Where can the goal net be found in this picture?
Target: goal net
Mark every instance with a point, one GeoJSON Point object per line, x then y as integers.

---

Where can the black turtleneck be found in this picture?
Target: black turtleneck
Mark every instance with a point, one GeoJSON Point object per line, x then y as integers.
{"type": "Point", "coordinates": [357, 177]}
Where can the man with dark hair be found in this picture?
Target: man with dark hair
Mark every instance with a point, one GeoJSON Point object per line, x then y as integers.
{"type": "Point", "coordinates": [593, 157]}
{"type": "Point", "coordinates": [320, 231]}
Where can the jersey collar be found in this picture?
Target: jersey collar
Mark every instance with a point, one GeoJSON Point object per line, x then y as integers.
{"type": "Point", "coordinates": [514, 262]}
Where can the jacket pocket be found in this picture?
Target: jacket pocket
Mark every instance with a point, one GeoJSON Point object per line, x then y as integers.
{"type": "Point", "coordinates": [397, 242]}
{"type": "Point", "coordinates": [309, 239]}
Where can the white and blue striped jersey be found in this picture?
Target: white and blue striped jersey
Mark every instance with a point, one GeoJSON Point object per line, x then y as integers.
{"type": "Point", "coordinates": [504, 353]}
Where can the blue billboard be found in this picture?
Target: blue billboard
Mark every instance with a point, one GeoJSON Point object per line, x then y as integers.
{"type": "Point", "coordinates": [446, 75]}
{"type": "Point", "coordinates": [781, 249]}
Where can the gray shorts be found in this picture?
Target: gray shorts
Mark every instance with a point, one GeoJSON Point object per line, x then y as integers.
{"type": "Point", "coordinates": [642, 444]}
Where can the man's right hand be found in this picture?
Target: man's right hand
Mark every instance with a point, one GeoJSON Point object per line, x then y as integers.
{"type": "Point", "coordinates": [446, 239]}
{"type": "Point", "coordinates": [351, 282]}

→ **Challenge**: Gather every line from the records above that contains the word "this", and copy each one in full.

→ **Final result**:
Where can the goal net be found in this picture?
Where can the black turtleneck be found in this picture?
Where can the man with dark hair be found in this picture?
Where can the jersey collar be found in this picture?
Where can the jacket pocket be found in this picture?
Where can the white and blue striped jersey be found in this picture?
Where can the blue billboard be found in this picture?
Where can the gray shorts be found in this picture?
Where can the man's right hand be found in this picture?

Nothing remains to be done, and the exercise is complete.